Segment Start: Dataset records

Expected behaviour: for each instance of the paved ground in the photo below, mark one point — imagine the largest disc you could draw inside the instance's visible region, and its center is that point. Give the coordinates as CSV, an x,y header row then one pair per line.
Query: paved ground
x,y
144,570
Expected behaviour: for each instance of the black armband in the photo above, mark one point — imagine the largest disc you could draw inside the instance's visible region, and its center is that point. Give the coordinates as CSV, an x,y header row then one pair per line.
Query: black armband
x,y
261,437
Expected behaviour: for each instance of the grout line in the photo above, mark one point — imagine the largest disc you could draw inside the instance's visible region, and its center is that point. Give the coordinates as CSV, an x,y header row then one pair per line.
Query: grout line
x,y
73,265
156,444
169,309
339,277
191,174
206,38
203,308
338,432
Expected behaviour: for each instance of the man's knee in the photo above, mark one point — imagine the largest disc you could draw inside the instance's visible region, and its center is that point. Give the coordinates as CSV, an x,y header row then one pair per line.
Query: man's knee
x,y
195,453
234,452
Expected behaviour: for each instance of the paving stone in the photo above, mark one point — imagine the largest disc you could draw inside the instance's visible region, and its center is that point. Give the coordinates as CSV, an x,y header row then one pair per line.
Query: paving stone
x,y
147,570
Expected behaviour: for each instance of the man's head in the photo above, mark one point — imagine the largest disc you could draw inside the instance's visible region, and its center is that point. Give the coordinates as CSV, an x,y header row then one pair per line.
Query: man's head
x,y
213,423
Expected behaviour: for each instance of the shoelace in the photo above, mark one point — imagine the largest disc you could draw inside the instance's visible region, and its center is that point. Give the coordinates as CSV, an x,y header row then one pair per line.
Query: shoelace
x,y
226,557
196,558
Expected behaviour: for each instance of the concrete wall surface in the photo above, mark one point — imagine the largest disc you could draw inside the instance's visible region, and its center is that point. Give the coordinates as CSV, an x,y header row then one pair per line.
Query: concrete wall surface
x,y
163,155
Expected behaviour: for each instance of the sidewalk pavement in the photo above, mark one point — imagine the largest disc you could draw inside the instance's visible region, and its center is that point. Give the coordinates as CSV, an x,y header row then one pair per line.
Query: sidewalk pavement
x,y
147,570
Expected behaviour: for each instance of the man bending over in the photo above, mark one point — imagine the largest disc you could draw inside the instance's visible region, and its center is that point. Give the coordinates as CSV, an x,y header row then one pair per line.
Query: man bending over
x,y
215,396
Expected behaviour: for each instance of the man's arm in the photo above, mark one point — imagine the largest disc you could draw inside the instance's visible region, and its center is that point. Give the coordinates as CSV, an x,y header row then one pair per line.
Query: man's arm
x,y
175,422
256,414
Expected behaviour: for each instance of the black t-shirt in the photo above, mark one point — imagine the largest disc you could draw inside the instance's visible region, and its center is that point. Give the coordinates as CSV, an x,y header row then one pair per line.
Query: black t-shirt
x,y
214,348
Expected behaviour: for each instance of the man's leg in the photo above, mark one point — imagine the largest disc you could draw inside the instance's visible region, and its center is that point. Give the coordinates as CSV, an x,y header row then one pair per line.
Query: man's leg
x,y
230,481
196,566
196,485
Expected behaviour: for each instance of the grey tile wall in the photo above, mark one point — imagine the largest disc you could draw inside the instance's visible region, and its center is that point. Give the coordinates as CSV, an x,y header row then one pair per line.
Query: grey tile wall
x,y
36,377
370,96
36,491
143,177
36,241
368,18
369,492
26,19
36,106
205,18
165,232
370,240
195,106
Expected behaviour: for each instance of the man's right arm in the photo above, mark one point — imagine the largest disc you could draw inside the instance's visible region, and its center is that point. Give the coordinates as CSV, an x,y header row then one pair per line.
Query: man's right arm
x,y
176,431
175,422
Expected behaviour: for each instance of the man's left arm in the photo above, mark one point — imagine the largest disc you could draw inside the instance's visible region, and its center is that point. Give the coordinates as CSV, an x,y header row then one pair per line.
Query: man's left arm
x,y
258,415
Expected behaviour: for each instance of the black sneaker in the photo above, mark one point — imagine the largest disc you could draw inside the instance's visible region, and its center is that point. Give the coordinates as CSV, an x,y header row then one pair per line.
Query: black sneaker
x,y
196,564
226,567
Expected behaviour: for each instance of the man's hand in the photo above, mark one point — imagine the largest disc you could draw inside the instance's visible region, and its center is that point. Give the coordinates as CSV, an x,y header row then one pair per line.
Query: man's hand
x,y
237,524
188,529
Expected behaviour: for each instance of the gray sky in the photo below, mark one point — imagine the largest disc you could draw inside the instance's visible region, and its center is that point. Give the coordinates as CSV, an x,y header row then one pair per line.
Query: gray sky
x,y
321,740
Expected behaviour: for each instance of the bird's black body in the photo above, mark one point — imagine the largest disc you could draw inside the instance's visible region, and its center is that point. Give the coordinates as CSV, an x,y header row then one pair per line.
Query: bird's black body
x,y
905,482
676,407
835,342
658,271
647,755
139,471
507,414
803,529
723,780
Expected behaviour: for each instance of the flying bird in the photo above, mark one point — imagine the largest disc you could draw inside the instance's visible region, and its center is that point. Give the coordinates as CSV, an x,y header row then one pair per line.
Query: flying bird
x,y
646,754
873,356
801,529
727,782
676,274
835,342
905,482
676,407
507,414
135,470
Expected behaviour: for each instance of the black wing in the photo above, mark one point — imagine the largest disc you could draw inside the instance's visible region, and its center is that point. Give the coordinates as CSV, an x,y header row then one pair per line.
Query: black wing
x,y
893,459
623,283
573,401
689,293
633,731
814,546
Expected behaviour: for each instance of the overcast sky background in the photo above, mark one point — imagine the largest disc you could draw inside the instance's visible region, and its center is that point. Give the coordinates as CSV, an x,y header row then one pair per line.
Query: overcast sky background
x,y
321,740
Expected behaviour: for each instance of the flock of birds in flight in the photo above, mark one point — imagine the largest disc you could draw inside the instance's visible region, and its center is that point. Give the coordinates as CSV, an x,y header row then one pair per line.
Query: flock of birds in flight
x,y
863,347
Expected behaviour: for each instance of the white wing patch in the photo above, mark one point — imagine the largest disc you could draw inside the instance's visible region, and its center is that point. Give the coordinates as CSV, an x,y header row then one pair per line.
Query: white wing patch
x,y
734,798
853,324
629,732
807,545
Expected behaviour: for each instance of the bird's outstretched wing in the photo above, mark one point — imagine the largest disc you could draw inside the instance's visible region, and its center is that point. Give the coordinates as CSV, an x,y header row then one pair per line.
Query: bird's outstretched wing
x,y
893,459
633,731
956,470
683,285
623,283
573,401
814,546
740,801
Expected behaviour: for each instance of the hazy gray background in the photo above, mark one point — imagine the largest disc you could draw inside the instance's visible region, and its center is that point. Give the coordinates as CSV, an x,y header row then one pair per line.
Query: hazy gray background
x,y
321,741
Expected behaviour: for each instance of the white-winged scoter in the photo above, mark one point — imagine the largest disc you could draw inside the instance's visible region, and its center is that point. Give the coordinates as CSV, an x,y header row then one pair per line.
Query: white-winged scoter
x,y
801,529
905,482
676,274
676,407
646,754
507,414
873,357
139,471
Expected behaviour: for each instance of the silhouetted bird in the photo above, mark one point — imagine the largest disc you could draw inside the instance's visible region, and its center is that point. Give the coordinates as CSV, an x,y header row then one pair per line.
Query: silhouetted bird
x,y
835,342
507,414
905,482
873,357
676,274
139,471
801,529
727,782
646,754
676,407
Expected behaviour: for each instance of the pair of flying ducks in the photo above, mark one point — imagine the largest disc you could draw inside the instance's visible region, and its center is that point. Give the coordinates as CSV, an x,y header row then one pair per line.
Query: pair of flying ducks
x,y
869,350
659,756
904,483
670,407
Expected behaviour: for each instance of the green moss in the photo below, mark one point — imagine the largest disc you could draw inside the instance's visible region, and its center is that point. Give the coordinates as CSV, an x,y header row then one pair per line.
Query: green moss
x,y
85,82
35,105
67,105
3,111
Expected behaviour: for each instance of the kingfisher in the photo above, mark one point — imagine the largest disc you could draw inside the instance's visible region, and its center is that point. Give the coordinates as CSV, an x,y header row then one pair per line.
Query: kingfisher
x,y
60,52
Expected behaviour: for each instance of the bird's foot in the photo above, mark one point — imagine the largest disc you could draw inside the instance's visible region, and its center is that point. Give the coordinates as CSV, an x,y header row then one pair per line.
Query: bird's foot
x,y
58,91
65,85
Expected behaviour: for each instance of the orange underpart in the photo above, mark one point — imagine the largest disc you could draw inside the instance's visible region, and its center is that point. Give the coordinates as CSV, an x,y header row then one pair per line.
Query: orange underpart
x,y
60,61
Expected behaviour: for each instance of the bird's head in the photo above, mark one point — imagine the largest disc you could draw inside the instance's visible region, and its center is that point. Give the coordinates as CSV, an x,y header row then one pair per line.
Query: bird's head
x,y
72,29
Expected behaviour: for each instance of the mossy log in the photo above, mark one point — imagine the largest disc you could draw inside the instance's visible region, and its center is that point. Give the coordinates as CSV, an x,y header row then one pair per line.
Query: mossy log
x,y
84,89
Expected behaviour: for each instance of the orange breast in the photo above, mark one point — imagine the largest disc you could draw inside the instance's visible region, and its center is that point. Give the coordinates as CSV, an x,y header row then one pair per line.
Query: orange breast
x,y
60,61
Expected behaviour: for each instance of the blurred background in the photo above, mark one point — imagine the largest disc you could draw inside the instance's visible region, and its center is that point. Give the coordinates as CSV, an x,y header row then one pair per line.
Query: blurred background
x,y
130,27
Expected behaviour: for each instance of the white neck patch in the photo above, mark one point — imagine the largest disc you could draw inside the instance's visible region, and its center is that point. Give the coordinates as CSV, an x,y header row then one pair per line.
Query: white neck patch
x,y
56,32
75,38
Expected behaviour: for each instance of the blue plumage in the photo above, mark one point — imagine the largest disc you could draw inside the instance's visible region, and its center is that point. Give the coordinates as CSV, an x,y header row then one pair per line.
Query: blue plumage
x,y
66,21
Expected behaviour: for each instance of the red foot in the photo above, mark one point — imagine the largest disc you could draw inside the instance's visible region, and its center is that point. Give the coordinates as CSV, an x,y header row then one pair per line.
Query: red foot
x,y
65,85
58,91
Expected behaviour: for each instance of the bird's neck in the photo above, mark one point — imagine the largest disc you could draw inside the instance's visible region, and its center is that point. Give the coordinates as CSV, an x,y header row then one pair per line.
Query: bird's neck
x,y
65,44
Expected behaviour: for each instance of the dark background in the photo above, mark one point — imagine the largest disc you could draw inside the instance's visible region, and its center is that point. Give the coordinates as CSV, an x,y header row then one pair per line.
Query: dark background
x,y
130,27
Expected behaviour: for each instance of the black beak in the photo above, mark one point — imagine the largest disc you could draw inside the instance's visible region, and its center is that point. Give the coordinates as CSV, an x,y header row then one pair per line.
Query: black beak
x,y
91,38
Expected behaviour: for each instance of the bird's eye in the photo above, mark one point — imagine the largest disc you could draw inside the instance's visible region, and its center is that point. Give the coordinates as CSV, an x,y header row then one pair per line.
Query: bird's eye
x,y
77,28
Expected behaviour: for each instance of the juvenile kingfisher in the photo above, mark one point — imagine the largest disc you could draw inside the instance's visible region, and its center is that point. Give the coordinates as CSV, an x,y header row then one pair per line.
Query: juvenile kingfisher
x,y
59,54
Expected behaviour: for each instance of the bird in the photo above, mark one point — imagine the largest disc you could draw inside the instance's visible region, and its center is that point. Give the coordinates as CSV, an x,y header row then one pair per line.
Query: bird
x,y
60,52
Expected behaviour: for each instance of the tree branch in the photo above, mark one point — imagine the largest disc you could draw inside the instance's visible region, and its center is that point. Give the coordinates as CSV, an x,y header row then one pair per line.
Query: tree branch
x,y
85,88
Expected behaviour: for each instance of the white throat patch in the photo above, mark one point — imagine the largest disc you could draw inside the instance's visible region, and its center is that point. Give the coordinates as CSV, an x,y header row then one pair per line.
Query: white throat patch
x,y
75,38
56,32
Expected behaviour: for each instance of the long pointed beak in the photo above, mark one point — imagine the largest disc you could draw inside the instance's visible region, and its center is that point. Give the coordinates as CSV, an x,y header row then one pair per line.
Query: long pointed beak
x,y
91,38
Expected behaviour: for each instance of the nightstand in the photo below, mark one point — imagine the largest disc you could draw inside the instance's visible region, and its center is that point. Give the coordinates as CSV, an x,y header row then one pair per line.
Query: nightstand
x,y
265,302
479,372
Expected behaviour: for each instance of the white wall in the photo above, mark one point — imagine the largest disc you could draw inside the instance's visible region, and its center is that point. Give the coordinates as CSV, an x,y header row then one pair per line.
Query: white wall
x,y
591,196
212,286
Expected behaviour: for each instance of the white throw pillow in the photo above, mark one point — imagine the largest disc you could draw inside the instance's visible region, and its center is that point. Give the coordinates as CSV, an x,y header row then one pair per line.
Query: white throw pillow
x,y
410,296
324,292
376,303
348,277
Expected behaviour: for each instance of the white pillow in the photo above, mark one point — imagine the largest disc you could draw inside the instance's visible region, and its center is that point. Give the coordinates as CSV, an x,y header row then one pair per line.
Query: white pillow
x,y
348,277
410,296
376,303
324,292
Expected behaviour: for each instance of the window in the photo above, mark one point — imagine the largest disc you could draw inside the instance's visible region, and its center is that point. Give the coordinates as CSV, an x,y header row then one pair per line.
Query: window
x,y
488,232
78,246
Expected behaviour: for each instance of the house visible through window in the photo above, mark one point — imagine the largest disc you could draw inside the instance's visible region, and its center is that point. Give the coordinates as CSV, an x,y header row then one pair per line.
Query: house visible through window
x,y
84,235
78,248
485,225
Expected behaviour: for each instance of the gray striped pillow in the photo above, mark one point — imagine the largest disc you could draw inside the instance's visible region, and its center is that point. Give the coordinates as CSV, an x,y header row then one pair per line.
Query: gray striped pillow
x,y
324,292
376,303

Segment End: Dataset records

**Problem requirements:**
Print the lines above from the one with "Query: house visible through window" through the one with "Expected behaviour: for each instance of the gray striped", both included, exactly as written and nothing more.

**Finished exercise:**
Query: house visible through window
x,y
84,235
78,248
485,225
Expected behaviour: for each instance of the gray striped pillow in the photo above, mark one point — imagine the largest disc you could draw inside the instance's visible region, and its center is that point. Give the coordinates as CSV, an x,y header row then one pair per line.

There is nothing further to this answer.